### Materials provided ###
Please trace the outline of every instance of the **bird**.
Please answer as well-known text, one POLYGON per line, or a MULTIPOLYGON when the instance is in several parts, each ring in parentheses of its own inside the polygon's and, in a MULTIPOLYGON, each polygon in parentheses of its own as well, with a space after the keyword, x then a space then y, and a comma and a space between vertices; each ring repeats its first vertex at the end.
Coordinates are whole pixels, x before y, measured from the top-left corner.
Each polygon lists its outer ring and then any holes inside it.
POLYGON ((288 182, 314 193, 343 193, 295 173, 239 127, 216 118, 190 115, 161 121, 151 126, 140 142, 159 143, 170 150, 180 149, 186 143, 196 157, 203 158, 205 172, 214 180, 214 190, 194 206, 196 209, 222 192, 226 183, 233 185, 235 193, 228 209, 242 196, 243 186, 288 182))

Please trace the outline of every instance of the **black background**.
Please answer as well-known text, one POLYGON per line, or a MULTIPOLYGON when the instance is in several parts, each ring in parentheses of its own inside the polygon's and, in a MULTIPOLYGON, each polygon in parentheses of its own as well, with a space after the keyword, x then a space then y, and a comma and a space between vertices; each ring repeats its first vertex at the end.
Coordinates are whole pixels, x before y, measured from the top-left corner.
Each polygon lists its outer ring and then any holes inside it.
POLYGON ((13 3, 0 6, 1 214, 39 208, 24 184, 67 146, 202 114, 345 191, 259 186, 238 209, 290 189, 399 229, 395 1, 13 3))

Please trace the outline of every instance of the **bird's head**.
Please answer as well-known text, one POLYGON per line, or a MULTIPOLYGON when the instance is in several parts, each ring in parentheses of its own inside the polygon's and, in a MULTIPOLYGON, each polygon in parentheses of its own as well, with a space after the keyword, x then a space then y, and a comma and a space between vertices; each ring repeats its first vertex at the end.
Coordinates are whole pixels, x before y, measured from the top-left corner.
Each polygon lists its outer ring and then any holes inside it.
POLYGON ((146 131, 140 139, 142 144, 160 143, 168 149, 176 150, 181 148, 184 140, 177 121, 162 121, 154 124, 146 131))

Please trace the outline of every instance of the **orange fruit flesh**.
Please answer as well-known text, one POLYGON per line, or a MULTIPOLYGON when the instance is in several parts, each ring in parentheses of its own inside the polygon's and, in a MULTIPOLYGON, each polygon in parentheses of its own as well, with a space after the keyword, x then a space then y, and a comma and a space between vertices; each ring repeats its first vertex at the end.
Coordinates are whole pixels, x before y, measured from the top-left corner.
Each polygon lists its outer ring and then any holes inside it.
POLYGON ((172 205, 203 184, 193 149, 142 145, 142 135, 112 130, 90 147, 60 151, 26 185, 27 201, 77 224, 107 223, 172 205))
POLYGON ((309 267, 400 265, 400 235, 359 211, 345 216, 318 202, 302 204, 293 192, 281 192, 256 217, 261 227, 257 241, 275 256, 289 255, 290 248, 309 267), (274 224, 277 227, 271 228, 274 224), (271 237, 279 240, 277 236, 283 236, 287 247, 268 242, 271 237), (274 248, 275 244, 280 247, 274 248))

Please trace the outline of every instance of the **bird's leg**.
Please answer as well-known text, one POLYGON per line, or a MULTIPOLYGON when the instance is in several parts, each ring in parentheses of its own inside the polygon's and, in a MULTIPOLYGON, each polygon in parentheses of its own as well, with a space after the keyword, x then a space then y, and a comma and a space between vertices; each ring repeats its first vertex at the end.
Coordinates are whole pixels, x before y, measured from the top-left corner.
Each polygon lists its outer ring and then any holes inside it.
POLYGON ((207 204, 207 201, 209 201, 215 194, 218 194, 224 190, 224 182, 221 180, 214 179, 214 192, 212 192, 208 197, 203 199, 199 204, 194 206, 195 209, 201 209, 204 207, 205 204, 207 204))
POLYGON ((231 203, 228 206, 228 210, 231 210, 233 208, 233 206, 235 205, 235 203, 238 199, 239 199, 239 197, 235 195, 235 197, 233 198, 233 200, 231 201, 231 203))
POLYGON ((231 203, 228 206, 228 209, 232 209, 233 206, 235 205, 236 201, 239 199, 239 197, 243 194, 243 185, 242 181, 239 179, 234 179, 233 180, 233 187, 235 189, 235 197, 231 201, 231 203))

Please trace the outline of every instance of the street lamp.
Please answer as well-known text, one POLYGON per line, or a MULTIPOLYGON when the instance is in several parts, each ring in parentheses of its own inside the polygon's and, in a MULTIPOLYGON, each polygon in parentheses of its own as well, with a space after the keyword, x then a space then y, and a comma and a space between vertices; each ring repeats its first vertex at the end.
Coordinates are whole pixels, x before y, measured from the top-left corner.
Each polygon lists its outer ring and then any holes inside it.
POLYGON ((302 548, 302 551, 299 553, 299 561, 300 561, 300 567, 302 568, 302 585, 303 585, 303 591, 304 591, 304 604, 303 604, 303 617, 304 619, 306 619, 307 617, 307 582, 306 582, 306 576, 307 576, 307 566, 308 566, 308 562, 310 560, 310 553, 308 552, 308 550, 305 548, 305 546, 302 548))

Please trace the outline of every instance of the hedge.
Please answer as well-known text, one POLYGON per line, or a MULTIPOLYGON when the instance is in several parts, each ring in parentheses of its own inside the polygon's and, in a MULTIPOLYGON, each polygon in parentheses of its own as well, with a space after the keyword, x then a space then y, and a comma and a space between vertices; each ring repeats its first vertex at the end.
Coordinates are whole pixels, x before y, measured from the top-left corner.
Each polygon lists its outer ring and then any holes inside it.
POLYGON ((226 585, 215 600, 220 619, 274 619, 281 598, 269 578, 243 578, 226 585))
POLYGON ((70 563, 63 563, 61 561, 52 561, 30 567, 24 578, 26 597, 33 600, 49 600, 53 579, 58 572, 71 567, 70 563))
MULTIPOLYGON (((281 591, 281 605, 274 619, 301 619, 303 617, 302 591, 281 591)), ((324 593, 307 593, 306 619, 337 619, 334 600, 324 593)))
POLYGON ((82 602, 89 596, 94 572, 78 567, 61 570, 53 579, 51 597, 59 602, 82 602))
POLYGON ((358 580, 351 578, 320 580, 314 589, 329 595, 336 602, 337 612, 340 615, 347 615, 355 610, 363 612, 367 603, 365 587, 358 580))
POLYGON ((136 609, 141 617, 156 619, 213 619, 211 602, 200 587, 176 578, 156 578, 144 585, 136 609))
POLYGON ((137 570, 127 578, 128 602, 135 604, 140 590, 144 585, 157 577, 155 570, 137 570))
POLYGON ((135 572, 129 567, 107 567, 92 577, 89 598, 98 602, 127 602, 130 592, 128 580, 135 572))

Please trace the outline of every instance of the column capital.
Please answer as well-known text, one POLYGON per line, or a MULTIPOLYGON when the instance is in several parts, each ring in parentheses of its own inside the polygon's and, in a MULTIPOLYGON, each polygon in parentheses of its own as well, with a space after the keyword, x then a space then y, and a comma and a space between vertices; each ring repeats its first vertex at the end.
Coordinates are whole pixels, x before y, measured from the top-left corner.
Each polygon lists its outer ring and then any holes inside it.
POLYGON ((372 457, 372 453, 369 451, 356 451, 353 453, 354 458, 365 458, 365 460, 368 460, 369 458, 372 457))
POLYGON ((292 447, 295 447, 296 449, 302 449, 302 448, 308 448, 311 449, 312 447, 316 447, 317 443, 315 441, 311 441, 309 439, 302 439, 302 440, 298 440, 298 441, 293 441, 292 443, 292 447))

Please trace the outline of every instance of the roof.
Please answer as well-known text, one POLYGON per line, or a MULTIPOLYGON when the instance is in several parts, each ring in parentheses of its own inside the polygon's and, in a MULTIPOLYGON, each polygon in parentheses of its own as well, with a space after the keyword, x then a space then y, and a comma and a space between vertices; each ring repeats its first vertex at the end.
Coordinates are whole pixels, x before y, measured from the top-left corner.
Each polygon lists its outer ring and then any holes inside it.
###
Copy the lines from the one containing "Please trace the outline of every instance of the hedge." through the one containing "POLYGON ((135 572, 129", swapping "hedge" for "shrub" and keeping everything else the same.

— Answer to the task —
Please trace the outline of every instance of the shrub.
Please answer as well-known text, one POLYGON per line, or a MULTIPOLYGON when the instance is in several parts, each ring in parentheses of its own inside the polygon's and, in a MULTIPOLYGON, each polygon in parentheses of its own as well, with a space after the keyword, x then a space then y, and a comma and a space between vertices; each ring repeats its first vertex at the end.
Coordinates are whole pixels, x before y, measured from the top-left corner.
Each polygon lists its outer ring and then any holes inside it.
POLYGON ((226 585, 215 600, 220 619, 274 619, 281 598, 269 578, 243 578, 226 585))
POLYGON ((70 563, 63 563, 61 561, 52 561, 30 567, 24 578, 26 597, 33 600, 49 600, 53 579, 58 572, 71 567, 70 563))
MULTIPOLYGON (((281 591, 281 605, 274 619, 301 619, 303 617, 302 591, 281 591)), ((324 593, 307 593, 306 619, 337 619, 334 600, 324 593)))
POLYGON ((82 602, 89 596, 94 572, 78 567, 61 570, 53 579, 51 597, 59 602, 82 602))
POLYGON ((358 580, 351 578, 320 580, 314 589, 329 595, 336 602, 337 612, 340 615, 347 615, 355 610, 363 612, 367 603, 365 587, 358 580))
POLYGON ((136 609, 141 617, 156 619, 213 619, 211 602, 200 587, 176 578, 156 578, 144 585, 136 609))
POLYGON ((137 570, 127 578, 128 602, 135 604, 140 590, 144 585, 157 577, 155 570, 137 570))
POLYGON ((135 572, 129 567, 107 567, 92 577, 89 598, 98 602, 127 602, 130 592, 128 580, 135 572))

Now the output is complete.